> Written task
Copy out exactly the lines from the one containing "of the white" to the end of the records below, both included, and nothing else.

> Source records
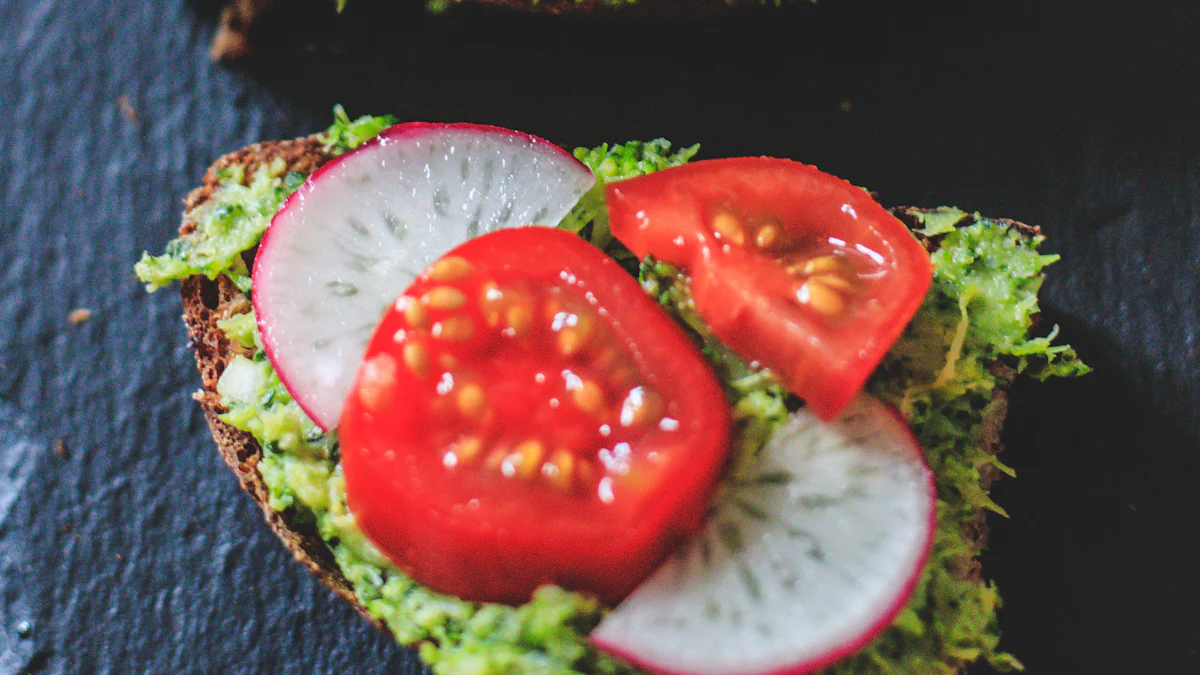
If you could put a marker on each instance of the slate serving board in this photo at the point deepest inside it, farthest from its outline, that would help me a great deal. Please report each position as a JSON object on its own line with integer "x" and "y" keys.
{"x": 125, "y": 544}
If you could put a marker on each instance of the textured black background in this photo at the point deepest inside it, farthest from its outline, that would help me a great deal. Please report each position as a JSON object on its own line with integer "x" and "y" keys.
{"x": 133, "y": 550}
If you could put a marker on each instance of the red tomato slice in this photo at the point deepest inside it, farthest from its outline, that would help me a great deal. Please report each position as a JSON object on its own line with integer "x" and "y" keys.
{"x": 527, "y": 414}
{"x": 790, "y": 267}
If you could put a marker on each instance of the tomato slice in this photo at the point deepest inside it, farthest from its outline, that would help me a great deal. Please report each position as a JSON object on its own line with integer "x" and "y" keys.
{"x": 527, "y": 414}
{"x": 790, "y": 267}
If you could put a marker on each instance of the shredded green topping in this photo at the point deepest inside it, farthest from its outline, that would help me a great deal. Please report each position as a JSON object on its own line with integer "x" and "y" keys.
{"x": 966, "y": 341}
{"x": 228, "y": 223}
{"x": 347, "y": 135}
{"x": 589, "y": 217}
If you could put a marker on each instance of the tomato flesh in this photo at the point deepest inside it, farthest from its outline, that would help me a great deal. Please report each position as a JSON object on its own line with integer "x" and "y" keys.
{"x": 790, "y": 267}
{"x": 527, "y": 414}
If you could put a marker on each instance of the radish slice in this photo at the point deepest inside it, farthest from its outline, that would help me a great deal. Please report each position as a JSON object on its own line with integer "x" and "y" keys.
{"x": 365, "y": 225}
{"x": 804, "y": 560}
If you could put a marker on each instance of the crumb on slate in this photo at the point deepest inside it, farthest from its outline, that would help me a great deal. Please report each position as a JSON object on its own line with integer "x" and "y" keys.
{"x": 78, "y": 316}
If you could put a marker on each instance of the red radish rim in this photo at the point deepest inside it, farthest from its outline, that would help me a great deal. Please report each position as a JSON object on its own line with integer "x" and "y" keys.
{"x": 877, "y": 627}
{"x": 393, "y": 133}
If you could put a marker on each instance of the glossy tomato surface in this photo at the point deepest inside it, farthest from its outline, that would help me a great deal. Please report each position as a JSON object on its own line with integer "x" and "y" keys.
{"x": 527, "y": 414}
{"x": 791, "y": 267}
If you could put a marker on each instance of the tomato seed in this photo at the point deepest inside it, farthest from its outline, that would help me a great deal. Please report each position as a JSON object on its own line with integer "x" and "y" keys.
{"x": 520, "y": 318}
{"x": 525, "y": 459}
{"x": 453, "y": 268}
{"x": 641, "y": 406}
{"x": 820, "y": 297}
{"x": 729, "y": 228}
{"x": 456, "y": 328}
{"x": 444, "y": 298}
{"x": 417, "y": 359}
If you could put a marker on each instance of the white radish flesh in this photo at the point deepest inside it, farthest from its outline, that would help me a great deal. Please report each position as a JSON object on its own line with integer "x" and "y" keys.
{"x": 365, "y": 225}
{"x": 805, "y": 559}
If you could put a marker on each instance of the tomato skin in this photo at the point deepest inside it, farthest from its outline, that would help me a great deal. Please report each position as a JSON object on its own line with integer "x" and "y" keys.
{"x": 471, "y": 530}
{"x": 749, "y": 292}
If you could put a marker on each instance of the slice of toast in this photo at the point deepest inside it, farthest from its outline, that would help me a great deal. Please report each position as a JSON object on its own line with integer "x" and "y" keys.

> Complete answer
If you could put a marker on each instance of the white radish flesh in this photo at the point deepest inside it, farthest from its outline, that would help me a great deal. Please report each position as a JSON object on its own line with integer "x" and "y" keys.
{"x": 365, "y": 225}
{"x": 805, "y": 559}
If you could put a marker on each instance of the tomato skin in this photo at the point deepest inside it, farthest from its outline, that would help me a great deal. Please report each position as a JSON object on its own line with integer "x" and "y" keys.
{"x": 471, "y": 530}
{"x": 749, "y": 292}
If you could put a marker on each instance of the slice of toast in this photo at the point deepest inside it, farthest from its outline, that would help me a great deal. Please report each position as a JSON object on its own line with integer "x" and "y" keys.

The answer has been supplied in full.